> _Data for this task_

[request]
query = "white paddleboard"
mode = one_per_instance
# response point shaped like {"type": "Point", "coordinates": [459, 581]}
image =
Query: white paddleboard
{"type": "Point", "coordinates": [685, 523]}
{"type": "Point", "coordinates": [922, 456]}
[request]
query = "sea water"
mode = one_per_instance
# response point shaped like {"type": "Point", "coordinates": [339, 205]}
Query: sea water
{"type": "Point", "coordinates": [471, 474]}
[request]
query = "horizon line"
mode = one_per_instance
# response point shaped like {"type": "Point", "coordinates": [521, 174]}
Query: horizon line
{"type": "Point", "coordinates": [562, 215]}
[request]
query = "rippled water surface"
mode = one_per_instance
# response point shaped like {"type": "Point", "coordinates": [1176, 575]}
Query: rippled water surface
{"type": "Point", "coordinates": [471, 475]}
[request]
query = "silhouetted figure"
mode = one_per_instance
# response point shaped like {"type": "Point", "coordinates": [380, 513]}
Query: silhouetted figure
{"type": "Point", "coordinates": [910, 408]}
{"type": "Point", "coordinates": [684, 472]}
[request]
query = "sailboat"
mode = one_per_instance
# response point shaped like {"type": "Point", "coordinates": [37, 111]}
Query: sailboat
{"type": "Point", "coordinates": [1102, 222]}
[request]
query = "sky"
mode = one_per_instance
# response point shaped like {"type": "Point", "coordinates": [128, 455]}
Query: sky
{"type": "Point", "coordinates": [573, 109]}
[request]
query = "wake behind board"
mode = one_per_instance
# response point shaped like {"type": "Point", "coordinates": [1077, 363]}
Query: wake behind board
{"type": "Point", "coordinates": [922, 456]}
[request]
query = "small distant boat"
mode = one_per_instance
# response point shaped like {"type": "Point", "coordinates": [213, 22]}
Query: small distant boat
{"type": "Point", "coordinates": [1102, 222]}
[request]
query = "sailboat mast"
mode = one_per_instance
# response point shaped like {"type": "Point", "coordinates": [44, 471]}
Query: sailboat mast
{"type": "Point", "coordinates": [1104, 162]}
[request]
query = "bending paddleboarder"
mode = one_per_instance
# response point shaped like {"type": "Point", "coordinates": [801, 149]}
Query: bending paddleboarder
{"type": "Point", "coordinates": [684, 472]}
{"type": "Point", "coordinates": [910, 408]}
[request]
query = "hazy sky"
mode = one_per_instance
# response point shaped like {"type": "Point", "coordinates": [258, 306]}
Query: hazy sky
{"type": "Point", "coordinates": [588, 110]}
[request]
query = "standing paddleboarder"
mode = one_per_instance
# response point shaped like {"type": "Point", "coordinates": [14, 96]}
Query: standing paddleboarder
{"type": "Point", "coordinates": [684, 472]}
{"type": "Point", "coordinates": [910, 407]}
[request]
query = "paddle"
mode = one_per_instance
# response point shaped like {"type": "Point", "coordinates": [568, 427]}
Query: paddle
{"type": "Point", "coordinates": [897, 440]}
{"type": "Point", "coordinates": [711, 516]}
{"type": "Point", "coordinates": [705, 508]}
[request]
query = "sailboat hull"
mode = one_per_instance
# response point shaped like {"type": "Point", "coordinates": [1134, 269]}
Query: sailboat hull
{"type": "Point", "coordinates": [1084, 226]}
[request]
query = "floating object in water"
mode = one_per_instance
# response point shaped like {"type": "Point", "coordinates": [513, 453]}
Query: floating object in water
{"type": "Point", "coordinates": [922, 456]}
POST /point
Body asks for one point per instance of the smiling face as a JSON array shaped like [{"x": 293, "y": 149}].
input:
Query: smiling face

> _Goal of the exercise_
Every record above has to appear again, word for word.

> _Response below_
[request]
query = "white paddleboard"
mode = one_per_instance
# response point shaped like {"type": "Point", "coordinates": [459, 581]}
image =
Query: white paddleboard
{"type": "Point", "coordinates": [685, 523]}
{"type": "Point", "coordinates": [922, 456]}
[request]
query = "sea water"
mode = one_per_instance
# response point shaped like {"type": "Point", "coordinates": [339, 205]}
Query: sea water
{"type": "Point", "coordinates": [471, 474]}
[request]
query = "horizon line"
mode = one_per_instance
# response point shaped like {"type": "Point", "coordinates": [521, 174]}
Query: horizon line
{"type": "Point", "coordinates": [562, 215]}
[request]
query = "rippled water surface"
mode = one_per_instance
# response point shaped like {"type": "Point", "coordinates": [1176, 575]}
Query: rippled water surface
{"type": "Point", "coordinates": [471, 475]}
[request]
query = "silhouetted figure"
mode = one_per_instance
# response point shaped like {"type": "Point", "coordinates": [380, 513]}
Query: silhouetted figure
{"type": "Point", "coordinates": [910, 408]}
{"type": "Point", "coordinates": [684, 472]}
[request]
query = "sailboat"
mode = one_per_instance
# response point shaped like {"type": "Point", "coordinates": [37, 111]}
Query: sailboat
{"type": "Point", "coordinates": [1102, 222]}
[request]
query = "sky"
mode = one_per_instance
# response point shaped like {"type": "Point", "coordinates": [128, 455]}
Query: sky
{"type": "Point", "coordinates": [573, 109]}
[request]
query = "wake behind board"
mode = one_per_instance
# response point shaped like {"type": "Point", "coordinates": [1077, 363]}
Query: wake behind board
{"type": "Point", "coordinates": [922, 456]}
[request]
query = "small distant boat"
mode = one_per_instance
# response point shaped like {"type": "Point", "coordinates": [213, 22]}
Query: small distant boat
{"type": "Point", "coordinates": [1102, 222]}
[request]
query = "sailboat mast"
mode = one_per_instance
# response point shaped like {"type": "Point", "coordinates": [44, 471]}
Query: sailboat mast
{"type": "Point", "coordinates": [1104, 162]}
[request]
query = "bending paddleboarder"
mode = one_per_instance
# response point shaped like {"type": "Point", "coordinates": [801, 149]}
Query: bending paddleboarder
{"type": "Point", "coordinates": [684, 472]}
{"type": "Point", "coordinates": [910, 408]}
[request]
query = "hazy sky"
mode = one_per_instance
# response point shaped like {"type": "Point", "coordinates": [258, 306]}
Query: hazy sky
{"type": "Point", "coordinates": [588, 110]}
[request]
query = "standing paddleboarder"
mode = one_per_instance
# response point shaped like {"type": "Point", "coordinates": [14, 96]}
Query: standing paddleboarder
{"type": "Point", "coordinates": [684, 472]}
{"type": "Point", "coordinates": [910, 407]}
[request]
query = "paddle"
mode = one_per_instance
# response point shaped like {"type": "Point", "coordinates": [568, 427]}
Query: paddle
{"type": "Point", "coordinates": [897, 440]}
{"type": "Point", "coordinates": [711, 516]}
{"type": "Point", "coordinates": [705, 508]}
[request]
query = "sailboat hull"
mode = one_per_instance
# response point shaped like {"type": "Point", "coordinates": [1134, 269]}
Query: sailboat hull
{"type": "Point", "coordinates": [1084, 226]}
[request]
query = "floating object in water"
mode = one_per_instance
# response point shaped like {"type": "Point", "coordinates": [513, 453]}
Query: floating object in water
{"type": "Point", "coordinates": [922, 456]}
POST /point
Body asks for one point per instance of the smiling face as a JSON array shaped like [{"x": 293, "y": 149}].
input:
Query: smiling face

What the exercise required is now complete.